Tally the lines in the data below that contain the word "white". Reply with only the number.

Excerpts from a point labeling dataset
↓↓↓
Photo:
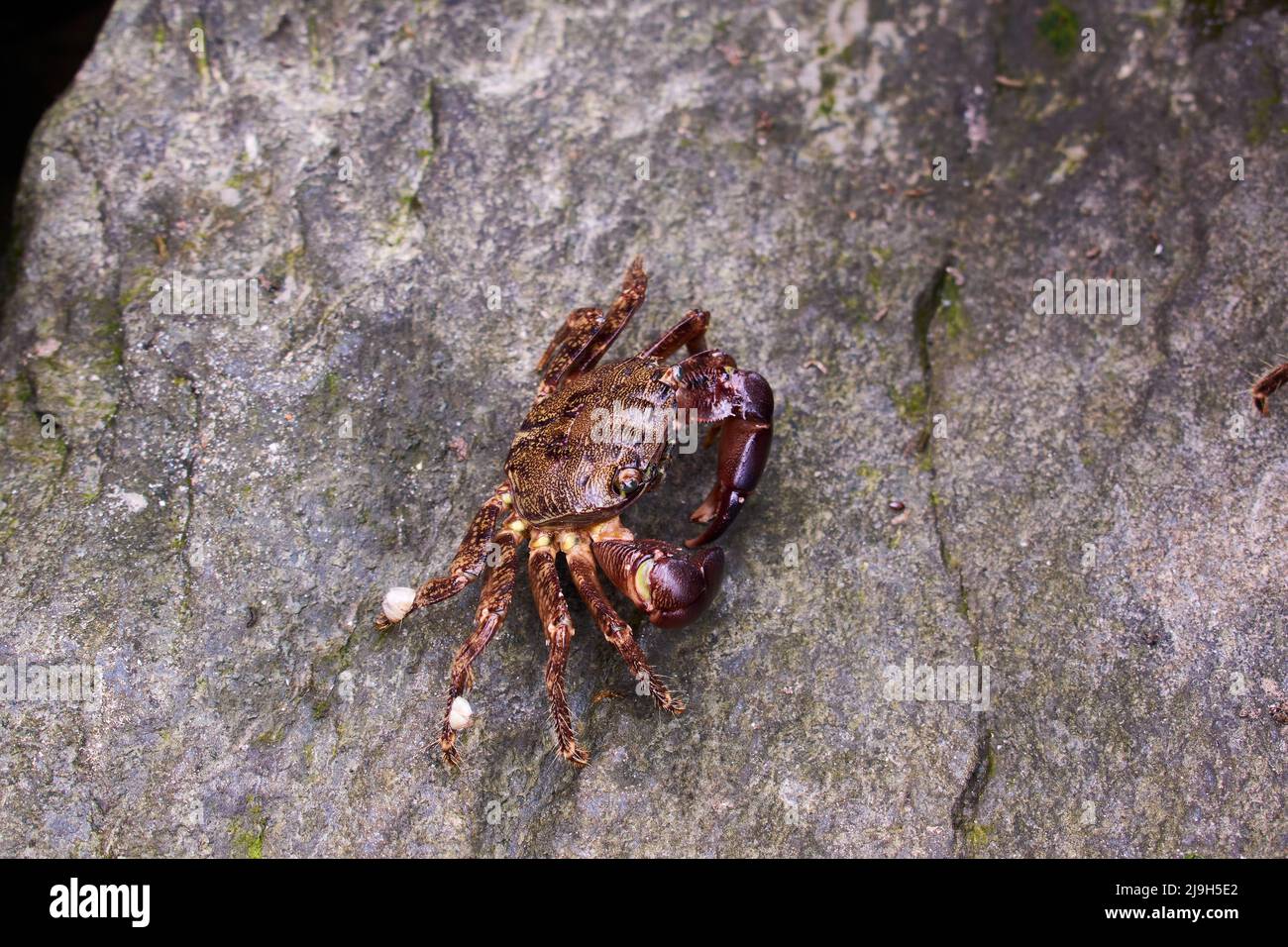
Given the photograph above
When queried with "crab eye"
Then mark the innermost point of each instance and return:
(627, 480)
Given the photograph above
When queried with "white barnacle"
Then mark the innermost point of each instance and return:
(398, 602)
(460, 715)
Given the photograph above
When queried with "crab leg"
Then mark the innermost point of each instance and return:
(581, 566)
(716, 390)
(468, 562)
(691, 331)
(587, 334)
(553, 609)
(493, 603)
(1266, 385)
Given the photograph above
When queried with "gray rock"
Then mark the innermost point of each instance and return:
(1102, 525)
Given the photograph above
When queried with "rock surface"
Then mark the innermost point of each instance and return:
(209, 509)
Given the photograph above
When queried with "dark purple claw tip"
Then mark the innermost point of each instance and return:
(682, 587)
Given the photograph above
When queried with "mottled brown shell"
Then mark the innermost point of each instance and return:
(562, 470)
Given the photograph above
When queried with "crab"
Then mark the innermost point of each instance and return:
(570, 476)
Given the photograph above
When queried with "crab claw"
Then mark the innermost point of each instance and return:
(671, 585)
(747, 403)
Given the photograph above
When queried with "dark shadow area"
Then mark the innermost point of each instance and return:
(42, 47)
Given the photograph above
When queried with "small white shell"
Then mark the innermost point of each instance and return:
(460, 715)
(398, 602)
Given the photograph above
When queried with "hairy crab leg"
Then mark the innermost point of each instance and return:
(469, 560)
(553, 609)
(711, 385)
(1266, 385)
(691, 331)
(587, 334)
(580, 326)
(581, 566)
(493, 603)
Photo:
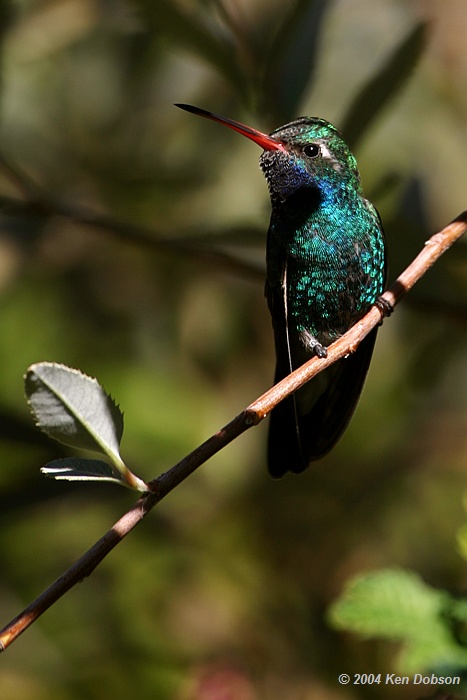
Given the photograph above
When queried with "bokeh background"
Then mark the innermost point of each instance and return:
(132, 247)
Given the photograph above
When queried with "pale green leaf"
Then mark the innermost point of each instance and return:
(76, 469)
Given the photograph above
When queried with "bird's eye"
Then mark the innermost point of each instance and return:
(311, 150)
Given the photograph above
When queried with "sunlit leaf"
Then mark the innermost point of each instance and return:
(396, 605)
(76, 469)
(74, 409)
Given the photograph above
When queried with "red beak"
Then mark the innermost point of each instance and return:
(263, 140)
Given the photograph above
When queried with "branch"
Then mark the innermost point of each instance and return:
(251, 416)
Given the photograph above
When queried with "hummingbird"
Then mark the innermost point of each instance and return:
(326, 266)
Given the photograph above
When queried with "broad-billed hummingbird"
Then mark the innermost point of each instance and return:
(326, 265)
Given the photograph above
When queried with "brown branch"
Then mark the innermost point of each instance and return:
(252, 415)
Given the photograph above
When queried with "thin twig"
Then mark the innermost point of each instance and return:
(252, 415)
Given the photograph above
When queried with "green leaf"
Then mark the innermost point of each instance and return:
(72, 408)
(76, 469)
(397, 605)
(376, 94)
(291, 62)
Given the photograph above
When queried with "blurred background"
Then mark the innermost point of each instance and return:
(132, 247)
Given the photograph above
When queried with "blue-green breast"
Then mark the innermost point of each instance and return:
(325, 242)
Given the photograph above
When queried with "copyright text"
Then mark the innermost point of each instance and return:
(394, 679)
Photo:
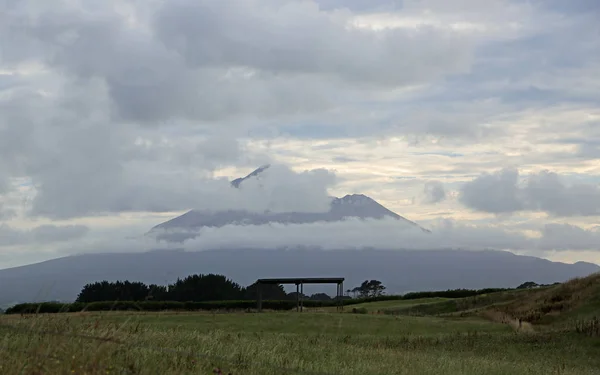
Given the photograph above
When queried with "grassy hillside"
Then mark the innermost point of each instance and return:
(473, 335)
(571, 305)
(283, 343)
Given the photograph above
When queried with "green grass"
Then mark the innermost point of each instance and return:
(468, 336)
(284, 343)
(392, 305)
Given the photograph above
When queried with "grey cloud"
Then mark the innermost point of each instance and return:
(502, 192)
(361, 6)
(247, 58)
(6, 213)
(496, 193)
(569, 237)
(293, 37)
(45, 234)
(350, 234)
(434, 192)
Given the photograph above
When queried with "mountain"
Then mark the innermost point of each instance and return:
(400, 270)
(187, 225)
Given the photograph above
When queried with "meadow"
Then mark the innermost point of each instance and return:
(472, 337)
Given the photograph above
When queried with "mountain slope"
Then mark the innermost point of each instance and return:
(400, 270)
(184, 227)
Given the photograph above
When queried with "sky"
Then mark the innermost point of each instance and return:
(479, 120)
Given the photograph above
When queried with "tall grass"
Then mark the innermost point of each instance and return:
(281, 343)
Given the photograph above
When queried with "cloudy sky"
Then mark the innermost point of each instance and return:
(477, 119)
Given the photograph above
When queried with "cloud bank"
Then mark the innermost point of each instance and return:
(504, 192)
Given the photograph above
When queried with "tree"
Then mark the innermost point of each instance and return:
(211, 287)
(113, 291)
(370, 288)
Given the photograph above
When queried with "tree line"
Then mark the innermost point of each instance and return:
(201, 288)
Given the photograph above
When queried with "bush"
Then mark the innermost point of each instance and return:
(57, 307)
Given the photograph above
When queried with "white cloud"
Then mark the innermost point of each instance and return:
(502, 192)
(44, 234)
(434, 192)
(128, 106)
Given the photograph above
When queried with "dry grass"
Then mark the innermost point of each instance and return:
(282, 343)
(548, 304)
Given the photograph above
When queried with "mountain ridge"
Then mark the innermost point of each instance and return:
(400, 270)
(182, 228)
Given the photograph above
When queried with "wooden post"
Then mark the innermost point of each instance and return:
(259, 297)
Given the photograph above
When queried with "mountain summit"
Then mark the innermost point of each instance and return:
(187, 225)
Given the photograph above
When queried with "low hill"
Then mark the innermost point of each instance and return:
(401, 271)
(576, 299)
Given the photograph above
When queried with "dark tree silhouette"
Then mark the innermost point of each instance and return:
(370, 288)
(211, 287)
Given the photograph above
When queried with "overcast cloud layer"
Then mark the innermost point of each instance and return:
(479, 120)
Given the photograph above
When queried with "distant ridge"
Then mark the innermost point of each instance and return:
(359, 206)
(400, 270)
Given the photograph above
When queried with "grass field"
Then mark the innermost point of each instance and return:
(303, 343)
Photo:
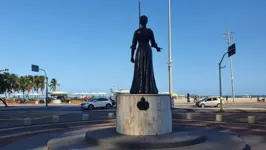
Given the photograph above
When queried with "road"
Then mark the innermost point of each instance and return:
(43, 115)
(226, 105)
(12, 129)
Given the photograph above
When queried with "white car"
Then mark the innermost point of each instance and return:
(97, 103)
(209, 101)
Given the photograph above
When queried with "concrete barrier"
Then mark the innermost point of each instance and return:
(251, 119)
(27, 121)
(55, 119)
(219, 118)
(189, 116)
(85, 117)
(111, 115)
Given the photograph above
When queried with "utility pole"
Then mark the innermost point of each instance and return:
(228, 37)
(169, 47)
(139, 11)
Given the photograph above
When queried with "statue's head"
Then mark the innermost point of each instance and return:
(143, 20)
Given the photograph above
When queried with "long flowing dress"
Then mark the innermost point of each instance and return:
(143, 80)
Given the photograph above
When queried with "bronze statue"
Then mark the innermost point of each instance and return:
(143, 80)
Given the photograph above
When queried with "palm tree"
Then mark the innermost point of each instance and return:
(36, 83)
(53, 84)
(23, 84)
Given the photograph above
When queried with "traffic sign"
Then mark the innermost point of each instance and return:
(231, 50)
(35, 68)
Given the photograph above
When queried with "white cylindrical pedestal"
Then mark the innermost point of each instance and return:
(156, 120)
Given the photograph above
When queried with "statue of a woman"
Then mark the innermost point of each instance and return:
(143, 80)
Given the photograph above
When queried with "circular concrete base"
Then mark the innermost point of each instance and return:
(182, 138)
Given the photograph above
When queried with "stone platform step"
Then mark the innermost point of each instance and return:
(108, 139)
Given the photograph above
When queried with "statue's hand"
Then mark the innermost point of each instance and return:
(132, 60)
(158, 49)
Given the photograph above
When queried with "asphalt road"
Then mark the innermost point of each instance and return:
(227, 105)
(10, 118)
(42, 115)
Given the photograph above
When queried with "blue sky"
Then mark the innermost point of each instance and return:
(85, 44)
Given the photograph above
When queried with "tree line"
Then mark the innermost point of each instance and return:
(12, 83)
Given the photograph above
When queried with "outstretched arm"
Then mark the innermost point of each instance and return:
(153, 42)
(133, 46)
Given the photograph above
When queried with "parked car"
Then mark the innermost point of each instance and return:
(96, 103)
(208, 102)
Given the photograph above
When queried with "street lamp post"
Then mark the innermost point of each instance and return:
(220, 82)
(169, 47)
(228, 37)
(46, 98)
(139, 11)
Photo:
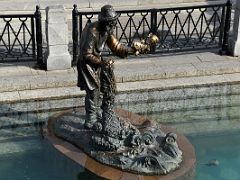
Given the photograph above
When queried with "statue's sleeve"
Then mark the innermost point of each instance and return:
↑↑↑
• Task response: 5